Copy the material below verbatim, from its first line through the line that contains "[725,105,800,125]", including both ends, and go no further.

§ **Data to process**:
++++++

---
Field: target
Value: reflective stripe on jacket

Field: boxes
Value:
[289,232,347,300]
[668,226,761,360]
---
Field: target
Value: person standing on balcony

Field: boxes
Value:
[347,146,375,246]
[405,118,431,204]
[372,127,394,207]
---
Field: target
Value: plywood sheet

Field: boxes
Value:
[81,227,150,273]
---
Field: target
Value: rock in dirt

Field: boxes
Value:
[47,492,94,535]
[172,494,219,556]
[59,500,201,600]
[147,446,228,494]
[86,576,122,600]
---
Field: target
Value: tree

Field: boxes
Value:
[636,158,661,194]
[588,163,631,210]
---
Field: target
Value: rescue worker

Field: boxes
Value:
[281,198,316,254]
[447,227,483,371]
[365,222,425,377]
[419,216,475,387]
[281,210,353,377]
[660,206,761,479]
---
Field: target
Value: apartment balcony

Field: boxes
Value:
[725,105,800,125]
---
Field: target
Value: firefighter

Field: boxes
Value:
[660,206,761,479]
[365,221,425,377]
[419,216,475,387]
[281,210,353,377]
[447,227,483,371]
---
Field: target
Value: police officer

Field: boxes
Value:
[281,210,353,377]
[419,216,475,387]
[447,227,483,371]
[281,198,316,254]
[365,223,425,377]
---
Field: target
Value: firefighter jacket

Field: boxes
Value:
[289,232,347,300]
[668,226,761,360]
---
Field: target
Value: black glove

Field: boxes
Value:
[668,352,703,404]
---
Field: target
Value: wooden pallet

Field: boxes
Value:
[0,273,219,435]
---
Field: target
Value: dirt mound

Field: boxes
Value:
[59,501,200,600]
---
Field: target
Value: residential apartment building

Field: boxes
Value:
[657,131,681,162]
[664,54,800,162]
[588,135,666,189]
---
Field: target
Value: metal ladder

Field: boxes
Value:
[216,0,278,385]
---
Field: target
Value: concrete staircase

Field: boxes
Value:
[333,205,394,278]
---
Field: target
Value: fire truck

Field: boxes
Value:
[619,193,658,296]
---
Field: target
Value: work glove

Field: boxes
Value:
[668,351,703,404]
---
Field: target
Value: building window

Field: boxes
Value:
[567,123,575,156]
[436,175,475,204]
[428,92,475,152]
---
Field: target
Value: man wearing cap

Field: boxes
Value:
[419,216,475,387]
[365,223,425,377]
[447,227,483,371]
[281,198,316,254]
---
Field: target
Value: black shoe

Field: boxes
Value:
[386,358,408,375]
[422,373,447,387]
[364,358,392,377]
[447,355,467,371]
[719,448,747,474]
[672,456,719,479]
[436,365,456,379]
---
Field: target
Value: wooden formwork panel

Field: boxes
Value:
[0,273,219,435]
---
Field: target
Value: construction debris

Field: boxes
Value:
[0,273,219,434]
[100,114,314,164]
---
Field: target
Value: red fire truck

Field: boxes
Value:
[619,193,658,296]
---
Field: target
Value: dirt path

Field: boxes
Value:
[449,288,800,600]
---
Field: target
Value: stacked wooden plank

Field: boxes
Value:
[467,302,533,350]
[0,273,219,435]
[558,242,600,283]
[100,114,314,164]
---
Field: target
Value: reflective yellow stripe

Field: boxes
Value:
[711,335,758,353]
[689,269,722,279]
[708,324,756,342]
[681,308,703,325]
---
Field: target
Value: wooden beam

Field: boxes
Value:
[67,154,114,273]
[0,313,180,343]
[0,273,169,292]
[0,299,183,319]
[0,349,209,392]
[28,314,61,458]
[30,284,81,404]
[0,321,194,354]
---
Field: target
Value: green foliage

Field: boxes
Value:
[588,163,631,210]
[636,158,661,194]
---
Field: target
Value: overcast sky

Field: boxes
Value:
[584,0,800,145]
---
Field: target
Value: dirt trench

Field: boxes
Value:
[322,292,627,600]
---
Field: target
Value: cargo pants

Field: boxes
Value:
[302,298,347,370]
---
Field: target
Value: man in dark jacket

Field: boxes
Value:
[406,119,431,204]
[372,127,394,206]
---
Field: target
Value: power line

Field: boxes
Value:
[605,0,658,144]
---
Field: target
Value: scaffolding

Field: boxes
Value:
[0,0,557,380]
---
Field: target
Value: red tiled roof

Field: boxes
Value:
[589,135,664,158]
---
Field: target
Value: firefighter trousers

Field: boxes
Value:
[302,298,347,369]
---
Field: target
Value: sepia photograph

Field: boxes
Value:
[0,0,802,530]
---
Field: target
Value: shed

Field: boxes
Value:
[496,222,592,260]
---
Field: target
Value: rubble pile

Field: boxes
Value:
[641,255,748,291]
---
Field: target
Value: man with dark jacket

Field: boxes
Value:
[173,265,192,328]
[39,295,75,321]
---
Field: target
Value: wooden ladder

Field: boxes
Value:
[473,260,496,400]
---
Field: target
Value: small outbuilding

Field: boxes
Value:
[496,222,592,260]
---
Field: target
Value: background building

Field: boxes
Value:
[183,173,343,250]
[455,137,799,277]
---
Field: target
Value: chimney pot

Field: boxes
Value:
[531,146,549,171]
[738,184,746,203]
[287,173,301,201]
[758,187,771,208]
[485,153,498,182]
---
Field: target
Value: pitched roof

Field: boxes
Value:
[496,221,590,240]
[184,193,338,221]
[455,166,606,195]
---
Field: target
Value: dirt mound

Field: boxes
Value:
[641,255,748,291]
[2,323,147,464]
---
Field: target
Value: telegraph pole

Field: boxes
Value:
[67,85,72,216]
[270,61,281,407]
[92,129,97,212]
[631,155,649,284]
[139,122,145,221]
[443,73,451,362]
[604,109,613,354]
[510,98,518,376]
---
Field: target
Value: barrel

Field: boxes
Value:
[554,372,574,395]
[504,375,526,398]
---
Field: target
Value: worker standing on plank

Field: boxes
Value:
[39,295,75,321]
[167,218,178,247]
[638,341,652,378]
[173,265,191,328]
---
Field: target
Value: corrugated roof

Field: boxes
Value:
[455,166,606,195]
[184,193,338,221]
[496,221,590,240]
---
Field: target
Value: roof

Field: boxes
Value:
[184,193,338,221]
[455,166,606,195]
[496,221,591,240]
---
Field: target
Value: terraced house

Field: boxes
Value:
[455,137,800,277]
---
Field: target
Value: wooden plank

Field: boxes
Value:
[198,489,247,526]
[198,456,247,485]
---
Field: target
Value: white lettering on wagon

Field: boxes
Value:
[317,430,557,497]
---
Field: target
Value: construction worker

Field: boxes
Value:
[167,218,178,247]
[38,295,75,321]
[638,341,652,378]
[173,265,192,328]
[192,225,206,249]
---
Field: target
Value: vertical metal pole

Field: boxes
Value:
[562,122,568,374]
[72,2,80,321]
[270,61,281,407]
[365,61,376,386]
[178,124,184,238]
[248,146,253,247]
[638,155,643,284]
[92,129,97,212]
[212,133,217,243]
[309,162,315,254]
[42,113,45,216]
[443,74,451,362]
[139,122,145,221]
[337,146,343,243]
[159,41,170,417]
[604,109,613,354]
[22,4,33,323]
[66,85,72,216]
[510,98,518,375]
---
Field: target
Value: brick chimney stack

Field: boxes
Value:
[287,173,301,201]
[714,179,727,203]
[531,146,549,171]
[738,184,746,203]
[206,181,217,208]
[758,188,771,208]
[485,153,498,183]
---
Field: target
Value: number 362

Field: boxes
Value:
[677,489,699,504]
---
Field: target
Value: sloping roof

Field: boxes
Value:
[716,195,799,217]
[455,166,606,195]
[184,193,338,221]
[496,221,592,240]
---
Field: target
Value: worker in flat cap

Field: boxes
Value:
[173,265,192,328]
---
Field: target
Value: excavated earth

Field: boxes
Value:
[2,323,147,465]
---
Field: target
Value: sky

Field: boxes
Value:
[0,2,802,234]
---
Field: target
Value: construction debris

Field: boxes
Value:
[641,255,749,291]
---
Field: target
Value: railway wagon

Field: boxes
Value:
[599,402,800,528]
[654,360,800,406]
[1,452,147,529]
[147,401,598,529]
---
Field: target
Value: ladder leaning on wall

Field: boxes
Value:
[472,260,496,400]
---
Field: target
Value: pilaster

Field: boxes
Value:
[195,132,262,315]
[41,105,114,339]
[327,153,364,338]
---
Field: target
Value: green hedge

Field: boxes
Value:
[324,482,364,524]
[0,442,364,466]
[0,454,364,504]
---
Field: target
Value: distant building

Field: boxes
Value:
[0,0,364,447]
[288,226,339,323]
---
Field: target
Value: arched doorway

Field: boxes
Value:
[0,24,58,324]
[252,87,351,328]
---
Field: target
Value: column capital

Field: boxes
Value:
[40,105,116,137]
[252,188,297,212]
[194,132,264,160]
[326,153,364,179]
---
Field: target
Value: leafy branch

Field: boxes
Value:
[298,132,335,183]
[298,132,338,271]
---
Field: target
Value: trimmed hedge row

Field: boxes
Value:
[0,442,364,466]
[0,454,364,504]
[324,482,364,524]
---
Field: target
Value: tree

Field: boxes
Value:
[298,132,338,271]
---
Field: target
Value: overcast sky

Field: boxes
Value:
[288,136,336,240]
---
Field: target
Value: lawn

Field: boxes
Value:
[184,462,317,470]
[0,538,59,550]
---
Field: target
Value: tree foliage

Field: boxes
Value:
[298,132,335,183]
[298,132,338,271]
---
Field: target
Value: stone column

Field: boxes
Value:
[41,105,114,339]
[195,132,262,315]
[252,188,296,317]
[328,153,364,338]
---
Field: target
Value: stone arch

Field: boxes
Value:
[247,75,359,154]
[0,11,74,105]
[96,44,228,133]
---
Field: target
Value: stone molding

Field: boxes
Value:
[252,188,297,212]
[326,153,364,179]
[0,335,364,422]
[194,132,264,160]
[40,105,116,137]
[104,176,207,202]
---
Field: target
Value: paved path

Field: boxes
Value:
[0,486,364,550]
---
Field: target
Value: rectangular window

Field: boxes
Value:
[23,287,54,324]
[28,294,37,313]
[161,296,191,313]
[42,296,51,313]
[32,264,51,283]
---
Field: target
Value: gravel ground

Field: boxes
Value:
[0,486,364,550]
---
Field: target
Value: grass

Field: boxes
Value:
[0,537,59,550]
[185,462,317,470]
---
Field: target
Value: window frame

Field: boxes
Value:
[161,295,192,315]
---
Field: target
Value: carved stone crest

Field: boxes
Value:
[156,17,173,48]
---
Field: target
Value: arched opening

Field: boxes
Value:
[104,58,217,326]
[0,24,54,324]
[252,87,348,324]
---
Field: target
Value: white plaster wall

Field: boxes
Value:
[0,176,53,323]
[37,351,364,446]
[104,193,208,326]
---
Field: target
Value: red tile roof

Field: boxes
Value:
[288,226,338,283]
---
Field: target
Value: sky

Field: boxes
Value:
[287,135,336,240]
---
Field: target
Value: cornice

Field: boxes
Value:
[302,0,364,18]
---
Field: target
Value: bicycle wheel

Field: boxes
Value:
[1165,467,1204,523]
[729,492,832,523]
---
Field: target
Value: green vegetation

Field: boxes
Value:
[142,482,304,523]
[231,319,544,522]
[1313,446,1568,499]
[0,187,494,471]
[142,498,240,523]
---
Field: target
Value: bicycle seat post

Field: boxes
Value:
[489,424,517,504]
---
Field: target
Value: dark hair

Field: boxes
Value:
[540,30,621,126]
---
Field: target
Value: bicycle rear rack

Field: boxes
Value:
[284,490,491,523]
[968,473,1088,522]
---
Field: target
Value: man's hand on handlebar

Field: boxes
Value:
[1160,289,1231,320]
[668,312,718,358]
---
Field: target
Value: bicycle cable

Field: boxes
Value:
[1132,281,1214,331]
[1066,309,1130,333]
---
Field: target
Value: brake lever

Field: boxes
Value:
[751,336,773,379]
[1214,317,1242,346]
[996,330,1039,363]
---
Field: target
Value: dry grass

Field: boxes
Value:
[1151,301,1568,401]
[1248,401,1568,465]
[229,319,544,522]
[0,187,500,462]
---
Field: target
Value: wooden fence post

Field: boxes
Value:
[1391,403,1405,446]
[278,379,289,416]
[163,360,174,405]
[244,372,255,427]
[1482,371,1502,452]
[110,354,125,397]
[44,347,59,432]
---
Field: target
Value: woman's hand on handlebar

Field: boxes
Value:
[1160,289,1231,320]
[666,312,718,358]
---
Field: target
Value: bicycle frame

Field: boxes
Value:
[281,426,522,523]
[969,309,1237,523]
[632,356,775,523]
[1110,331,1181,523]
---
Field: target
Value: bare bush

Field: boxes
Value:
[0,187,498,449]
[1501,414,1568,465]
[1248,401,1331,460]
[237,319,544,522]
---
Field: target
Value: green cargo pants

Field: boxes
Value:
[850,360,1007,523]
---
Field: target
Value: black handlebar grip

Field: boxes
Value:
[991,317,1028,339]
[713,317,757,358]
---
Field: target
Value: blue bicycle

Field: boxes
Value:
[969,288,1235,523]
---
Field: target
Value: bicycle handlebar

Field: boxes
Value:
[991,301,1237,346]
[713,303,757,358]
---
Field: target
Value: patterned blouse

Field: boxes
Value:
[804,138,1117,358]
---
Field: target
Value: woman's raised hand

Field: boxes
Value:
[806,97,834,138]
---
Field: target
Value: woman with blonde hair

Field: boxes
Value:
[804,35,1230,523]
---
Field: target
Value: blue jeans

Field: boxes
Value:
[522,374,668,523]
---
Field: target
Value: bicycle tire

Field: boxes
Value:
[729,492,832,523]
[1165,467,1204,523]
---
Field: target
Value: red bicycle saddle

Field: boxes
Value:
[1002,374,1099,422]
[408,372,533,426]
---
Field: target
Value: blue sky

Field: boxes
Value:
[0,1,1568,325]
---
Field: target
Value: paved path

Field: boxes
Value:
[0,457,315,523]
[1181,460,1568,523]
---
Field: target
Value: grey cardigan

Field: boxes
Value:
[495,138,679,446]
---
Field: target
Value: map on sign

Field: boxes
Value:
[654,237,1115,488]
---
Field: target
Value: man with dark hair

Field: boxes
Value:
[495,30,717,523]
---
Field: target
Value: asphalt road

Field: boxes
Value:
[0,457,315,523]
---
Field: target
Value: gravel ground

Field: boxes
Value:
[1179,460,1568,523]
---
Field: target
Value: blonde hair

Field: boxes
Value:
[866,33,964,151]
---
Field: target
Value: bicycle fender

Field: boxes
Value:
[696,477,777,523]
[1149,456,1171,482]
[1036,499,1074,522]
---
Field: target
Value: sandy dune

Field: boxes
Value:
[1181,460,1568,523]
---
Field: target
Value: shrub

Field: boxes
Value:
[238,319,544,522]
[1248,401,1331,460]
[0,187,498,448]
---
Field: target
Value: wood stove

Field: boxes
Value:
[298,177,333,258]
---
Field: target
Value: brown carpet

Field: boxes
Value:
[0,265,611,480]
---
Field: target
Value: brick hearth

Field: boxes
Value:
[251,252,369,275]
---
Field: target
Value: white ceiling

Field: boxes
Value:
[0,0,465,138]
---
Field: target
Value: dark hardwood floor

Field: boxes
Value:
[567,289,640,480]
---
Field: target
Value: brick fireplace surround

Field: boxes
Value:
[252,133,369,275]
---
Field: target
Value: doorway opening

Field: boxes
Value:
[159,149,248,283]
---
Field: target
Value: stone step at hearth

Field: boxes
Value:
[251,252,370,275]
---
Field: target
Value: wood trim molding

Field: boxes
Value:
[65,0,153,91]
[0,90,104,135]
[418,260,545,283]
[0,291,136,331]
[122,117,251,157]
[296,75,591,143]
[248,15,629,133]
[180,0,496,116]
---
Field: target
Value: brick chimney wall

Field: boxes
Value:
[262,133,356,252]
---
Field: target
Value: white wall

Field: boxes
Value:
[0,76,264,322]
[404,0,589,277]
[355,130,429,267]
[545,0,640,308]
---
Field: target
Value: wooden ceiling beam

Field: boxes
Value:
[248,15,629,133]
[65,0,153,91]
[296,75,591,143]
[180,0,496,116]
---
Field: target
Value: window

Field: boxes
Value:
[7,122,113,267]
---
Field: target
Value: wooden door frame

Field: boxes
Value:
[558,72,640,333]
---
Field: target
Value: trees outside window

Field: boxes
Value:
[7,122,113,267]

++++++

§ **Complete output**:
---
Field: target
Value: reflective stripe on jacket

Field: boxes
Value:
[289,232,347,300]
[668,226,761,360]
---
Field: target
Value: person standing on balcony

Field: boxes
Value:
[347,146,375,246]
[405,118,431,204]
[372,127,394,207]
---
Field: target
Value: plywood sheet

Field: boxes
Value:
[81,227,150,273]
---
Field: target
Value: rock in dirt

Field: boxes
Value:
[47,492,94,535]
[172,494,219,556]
[59,500,201,600]
[147,446,228,494]
[86,576,122,600]
---
Field: target
Value: tree

Field: boxes
Value:
[636,158,661,194]
[588,163,631,210]
---
Field: target
Value: rescue worker

Field: boxes
Value:
[281,198,316,254]
[447,227,483,371]
[365,222,425,377]
[419,216,475,387]
[281,210,353,377]
[660,206,761,479]
---
Field: target
Value: apartment balcony

Field: boxes
Value:
[725,105,800,125]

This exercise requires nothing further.